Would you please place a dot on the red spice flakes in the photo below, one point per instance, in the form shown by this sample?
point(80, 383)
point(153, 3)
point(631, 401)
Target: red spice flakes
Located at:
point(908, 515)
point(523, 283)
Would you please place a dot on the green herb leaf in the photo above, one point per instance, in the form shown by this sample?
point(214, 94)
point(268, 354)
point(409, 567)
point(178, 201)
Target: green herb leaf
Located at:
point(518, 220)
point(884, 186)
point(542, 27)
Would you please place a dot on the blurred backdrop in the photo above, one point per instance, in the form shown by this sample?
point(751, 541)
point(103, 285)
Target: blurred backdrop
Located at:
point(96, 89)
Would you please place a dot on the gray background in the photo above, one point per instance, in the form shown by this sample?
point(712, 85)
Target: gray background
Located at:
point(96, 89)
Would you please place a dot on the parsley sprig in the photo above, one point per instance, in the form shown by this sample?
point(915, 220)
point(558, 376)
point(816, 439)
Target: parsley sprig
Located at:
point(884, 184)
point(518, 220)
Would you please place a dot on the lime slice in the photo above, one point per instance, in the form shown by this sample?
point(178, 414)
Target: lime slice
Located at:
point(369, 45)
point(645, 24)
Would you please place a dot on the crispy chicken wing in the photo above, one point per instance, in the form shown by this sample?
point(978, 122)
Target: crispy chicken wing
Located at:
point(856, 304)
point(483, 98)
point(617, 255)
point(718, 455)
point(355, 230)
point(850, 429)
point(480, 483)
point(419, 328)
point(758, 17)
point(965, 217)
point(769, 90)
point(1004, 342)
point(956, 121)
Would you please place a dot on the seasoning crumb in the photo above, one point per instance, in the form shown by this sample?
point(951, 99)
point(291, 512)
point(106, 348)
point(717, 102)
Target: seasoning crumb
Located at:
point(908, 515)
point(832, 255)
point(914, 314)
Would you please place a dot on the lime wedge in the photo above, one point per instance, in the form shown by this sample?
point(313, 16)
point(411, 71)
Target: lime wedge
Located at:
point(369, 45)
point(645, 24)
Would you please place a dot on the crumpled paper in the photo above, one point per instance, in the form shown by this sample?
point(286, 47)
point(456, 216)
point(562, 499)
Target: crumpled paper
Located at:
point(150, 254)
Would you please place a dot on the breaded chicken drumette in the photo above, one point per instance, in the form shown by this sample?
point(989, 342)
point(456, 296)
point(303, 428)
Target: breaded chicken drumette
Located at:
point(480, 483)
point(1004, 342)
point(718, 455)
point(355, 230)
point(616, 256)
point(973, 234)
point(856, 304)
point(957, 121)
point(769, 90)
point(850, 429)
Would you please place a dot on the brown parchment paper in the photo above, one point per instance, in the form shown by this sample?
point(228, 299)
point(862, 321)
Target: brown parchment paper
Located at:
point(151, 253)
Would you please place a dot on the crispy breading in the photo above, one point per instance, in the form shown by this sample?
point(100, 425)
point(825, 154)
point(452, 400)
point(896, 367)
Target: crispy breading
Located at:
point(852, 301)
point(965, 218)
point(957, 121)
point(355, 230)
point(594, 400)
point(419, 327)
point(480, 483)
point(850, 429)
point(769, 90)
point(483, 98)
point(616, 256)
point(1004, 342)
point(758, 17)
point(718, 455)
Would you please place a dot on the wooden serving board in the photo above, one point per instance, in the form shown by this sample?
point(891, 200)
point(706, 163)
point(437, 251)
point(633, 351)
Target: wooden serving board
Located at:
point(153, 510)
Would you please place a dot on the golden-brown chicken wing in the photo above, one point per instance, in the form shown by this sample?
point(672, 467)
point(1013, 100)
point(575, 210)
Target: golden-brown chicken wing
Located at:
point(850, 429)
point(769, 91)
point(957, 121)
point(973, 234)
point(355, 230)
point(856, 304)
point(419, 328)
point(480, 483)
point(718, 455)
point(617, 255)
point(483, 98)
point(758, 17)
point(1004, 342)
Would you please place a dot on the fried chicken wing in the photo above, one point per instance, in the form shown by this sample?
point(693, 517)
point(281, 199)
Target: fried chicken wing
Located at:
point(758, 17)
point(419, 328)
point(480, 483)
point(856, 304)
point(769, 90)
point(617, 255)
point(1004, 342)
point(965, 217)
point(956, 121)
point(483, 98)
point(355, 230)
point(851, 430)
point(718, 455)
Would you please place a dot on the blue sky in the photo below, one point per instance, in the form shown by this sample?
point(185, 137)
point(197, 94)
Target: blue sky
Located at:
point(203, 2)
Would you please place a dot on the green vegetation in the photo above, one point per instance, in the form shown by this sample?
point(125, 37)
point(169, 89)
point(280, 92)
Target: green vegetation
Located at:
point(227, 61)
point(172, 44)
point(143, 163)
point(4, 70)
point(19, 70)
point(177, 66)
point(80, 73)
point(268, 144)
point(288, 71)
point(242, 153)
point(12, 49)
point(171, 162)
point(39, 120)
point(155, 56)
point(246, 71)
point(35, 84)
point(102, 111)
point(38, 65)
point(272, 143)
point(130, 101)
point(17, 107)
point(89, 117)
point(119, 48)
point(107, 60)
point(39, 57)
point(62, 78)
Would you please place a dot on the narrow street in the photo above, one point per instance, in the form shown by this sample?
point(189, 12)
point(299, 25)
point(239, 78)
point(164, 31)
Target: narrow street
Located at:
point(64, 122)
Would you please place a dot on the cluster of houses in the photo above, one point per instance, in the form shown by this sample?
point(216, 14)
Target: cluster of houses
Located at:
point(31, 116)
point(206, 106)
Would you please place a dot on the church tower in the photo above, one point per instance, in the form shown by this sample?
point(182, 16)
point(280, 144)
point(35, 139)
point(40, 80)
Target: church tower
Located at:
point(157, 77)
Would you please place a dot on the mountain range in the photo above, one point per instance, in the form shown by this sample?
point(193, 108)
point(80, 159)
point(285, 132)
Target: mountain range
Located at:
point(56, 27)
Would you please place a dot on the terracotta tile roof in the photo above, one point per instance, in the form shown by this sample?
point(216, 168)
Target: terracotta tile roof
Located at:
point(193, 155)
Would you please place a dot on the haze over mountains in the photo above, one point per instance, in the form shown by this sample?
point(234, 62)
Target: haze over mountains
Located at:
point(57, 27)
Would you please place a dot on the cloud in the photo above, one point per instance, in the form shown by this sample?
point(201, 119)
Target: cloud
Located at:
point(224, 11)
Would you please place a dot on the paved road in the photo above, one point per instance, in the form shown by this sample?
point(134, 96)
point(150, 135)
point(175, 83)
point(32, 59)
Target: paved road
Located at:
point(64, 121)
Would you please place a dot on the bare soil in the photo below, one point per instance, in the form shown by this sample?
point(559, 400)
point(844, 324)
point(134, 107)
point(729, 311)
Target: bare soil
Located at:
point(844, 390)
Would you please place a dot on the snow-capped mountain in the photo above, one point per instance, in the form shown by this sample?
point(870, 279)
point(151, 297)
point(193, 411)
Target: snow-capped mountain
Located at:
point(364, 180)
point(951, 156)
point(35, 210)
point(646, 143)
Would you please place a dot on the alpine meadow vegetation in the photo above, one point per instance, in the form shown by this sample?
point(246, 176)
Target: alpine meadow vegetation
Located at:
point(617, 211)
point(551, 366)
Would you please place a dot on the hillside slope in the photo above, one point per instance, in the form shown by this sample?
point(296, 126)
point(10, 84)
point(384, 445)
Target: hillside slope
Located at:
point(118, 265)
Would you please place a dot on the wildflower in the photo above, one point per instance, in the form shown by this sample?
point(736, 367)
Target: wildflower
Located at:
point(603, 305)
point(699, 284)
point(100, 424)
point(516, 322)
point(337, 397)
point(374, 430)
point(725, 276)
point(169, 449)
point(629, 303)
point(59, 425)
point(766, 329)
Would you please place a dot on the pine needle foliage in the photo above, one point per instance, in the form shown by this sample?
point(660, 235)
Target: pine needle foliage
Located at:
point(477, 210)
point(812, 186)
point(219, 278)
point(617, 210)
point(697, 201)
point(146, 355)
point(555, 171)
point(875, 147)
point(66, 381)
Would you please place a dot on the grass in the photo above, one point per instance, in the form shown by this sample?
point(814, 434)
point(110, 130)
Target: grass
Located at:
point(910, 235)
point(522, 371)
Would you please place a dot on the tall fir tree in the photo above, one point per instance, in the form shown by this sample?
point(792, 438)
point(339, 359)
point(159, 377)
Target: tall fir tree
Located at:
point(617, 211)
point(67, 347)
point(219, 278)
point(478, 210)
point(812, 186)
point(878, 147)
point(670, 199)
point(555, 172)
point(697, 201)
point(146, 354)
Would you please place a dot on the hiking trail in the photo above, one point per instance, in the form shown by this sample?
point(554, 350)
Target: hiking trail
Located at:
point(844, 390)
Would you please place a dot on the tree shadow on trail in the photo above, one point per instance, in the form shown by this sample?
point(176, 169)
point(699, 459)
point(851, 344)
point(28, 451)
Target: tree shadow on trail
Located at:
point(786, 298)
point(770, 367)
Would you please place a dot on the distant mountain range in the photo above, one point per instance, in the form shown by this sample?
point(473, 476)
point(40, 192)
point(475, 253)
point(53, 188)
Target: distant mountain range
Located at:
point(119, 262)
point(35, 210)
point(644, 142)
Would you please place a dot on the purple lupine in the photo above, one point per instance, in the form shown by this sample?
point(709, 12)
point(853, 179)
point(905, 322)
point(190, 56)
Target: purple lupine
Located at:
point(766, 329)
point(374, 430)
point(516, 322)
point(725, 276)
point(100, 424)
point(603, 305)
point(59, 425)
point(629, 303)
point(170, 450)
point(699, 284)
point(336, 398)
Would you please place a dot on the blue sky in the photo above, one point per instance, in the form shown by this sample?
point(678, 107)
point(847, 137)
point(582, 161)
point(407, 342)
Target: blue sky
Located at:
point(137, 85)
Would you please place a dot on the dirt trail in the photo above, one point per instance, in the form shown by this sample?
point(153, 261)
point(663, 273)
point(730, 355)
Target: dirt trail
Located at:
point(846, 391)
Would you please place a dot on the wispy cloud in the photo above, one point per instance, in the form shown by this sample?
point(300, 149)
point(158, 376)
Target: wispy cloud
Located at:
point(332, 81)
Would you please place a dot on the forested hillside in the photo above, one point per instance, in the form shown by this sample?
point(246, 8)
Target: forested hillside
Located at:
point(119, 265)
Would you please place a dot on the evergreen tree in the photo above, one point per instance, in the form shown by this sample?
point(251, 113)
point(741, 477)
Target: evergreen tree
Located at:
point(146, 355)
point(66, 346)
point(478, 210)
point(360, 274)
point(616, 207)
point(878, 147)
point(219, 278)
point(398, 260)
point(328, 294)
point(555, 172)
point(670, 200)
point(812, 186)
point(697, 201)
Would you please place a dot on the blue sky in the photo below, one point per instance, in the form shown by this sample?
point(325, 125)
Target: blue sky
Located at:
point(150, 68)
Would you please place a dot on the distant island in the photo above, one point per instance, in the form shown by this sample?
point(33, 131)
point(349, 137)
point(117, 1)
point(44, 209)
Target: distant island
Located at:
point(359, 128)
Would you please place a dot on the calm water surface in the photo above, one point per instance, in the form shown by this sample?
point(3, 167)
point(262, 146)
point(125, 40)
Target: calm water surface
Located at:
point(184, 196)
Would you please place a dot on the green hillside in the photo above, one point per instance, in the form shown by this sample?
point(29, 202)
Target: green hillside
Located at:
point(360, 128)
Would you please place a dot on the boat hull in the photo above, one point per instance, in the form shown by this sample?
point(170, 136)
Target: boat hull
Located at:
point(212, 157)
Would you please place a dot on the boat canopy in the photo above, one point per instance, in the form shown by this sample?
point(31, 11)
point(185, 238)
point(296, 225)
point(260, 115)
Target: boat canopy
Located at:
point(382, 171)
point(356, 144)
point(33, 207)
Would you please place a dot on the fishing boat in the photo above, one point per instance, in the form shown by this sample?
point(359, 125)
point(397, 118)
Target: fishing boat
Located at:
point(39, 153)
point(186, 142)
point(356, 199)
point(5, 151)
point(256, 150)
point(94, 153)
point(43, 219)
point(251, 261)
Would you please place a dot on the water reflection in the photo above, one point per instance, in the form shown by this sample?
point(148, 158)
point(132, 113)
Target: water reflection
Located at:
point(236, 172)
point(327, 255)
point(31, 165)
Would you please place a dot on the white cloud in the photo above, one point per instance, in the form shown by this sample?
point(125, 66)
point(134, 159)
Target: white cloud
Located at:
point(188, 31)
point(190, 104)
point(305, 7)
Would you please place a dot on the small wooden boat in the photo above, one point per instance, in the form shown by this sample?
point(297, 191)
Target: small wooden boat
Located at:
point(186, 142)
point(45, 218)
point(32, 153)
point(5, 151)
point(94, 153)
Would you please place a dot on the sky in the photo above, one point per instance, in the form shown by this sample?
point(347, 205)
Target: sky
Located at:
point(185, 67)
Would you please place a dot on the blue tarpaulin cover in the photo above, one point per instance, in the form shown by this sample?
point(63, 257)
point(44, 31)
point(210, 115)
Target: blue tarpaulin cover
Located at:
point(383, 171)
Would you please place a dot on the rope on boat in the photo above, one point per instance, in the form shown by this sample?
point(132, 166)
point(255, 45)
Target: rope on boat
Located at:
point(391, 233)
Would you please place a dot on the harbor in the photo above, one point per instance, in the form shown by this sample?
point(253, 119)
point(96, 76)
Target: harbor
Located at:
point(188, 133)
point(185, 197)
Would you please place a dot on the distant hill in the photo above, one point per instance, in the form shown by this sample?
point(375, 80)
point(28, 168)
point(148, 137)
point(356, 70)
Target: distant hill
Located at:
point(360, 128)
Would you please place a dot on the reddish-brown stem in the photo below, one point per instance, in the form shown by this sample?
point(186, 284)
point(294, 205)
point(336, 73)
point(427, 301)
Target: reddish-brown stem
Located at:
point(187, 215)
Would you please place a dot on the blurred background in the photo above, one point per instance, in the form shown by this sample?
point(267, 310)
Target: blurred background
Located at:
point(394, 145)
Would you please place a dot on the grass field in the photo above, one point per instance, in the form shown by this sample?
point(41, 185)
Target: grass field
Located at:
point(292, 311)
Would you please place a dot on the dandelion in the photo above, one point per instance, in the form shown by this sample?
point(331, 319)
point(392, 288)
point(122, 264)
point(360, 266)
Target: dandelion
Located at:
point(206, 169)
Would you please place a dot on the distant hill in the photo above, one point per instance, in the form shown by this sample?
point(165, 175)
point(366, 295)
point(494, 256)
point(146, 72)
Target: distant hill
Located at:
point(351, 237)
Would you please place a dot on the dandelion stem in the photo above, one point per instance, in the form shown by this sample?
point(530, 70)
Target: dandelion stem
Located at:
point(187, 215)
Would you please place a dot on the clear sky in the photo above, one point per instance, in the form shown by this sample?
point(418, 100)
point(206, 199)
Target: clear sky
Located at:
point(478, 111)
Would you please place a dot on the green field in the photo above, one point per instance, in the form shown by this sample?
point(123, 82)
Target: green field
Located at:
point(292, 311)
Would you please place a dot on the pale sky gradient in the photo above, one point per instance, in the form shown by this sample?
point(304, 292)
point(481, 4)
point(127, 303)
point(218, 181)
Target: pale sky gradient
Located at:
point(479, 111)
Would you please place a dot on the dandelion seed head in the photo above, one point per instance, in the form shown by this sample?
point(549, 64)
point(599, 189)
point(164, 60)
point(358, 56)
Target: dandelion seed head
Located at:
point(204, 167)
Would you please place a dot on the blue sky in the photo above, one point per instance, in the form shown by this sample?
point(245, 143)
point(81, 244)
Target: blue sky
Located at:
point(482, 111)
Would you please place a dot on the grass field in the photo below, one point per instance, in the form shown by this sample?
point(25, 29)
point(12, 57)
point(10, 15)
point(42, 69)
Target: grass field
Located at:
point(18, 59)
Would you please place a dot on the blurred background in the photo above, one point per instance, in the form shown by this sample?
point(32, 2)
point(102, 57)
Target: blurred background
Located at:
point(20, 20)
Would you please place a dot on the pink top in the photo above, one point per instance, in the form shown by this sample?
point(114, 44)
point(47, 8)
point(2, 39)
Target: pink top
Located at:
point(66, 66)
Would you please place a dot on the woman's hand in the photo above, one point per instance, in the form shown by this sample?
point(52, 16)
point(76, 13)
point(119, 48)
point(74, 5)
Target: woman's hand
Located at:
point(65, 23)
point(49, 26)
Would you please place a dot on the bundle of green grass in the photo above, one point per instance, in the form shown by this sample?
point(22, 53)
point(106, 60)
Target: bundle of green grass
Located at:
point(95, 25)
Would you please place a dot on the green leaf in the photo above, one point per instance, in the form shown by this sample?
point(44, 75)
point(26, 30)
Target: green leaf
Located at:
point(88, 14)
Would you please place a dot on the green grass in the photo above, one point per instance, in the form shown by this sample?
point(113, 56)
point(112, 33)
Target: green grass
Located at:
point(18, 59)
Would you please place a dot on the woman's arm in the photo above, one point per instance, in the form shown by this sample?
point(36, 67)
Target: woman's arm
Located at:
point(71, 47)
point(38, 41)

□ □ □

- _The exercise_
All lines from the one with "Would you please place a dot on the green leaf" through the final line above are to be quoted exactly; quote no other line.

- _Exercise response_
Would you please place a dot on the green leaf in the photo above, one point per instance, in the form shown by this sample?
point(44, 75)
point(26, 30)
Target: green leaf
Located at:
point(88, 14)
Would you please place a dot on the green grass in the photo above, one point per instance, in the form shown by this sample?
point(113, 56)
point(112, 33)
Target: green grass
Located at:
point(18, 59)
Would you please place a dot on the woman's arm in the photo above, one point per instance, in the form shown by this sample?
point(36, 67)
Target: woman's arm
Located at:
point(71, 47)
point(38, 41)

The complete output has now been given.